## ACTIONS TO TAKE:
- 1) Rewrite the stretch of the statement on cultural institutions from "Similarly funding has" through "the national cultural institutions.", changing "renovation" to "refurbishment".
- 2) According to the statement on cultural institutions, when is construction at the National Archives Headquarters expected to begin?

## PAGE:
+===+

Funding has been allocated for building development works at the National Archives Headquarters on Bishop Street, which will address the longstanding problems associated with the storage conditions in the National Archives. It is anticipated that construction will begin in early 2015. I visited the premises and was amazed to see the tremendous collection we have and the excellent relationship they enjoy with PRONI.
Similarly funding has been approved for a significant renovation project at the National Concert Hall as part of the Decade of Centenaries celebrations.
This project involves the renovation of the 'Kevin Barry Room'.
Again this work is long overdue and will serve to improve substantially the facilities at this much loved venue.
My Department and I have been engaged in intensive Budget negotiations for the last number of weeks, and while I cannot of course go into detail at this point, it is certainly my intention to protect our cultural institutions and the arts from any further budgetary cuts, as far as possible.
Guarantee independence of our national cultural institutions and their boards from political interference
I would like now to address the issue of the reform process being undertaken at the national cultural institutions.
I would immediately like to dispel the notion that there is any intention to undermine the independence of our national cultural institutions.

+===+

## SUPPLIED RECORDS:
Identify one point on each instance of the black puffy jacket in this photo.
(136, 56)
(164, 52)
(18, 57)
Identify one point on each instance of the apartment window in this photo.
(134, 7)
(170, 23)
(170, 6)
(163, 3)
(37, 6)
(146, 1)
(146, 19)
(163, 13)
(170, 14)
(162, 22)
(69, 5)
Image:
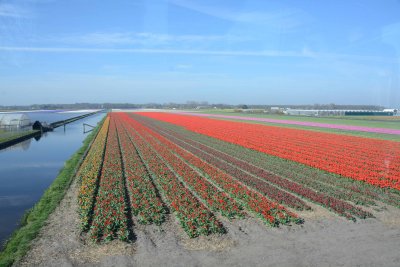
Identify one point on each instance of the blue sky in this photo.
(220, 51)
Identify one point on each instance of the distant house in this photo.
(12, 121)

+===+

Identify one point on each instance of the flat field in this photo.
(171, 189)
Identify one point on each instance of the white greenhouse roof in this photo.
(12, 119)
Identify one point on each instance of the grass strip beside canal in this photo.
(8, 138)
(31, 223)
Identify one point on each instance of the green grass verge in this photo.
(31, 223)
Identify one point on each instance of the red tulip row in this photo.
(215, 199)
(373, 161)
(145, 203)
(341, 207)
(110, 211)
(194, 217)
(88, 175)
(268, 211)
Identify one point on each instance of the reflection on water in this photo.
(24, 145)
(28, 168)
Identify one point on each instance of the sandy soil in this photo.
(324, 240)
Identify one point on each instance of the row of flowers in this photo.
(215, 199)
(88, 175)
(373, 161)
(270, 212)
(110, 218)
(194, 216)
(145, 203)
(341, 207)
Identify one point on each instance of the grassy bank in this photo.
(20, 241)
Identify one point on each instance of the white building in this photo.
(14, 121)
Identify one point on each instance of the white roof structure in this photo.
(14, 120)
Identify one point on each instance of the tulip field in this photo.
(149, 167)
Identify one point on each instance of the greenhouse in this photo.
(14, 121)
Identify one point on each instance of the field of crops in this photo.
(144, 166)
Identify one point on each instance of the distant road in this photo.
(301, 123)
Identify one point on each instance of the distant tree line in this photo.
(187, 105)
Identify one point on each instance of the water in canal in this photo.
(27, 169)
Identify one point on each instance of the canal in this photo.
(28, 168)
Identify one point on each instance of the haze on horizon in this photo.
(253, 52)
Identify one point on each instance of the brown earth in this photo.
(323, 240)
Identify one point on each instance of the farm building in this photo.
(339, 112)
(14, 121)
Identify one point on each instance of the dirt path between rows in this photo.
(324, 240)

+===+

## ANSWERS FOR THE EXERCISE:
- 1)
Similarly funding has been approved for a significant refurbishment project at the National Concert Hall as part of the Decade of Centenaries celebrations.
This project involves the refurbishment of the 'Kevin Barry Room'.
Again this work is long overdue and will serve to improve substantially the facilities at this much loved venue.
My Department and I have been engaged in intensive Budget negotiations for the last number of weeks, and while I cannot of course go into detail at this point, it is certainly my intention to protect our cultural institutions and the arts from any further budgetary cuts, as far as possible.
Guarantee independence of our national cultural institutions and their boards from political interference
I would like now to address the issue of the reform process being undertaken at the national cultural institutions.

- 2) In early 2015.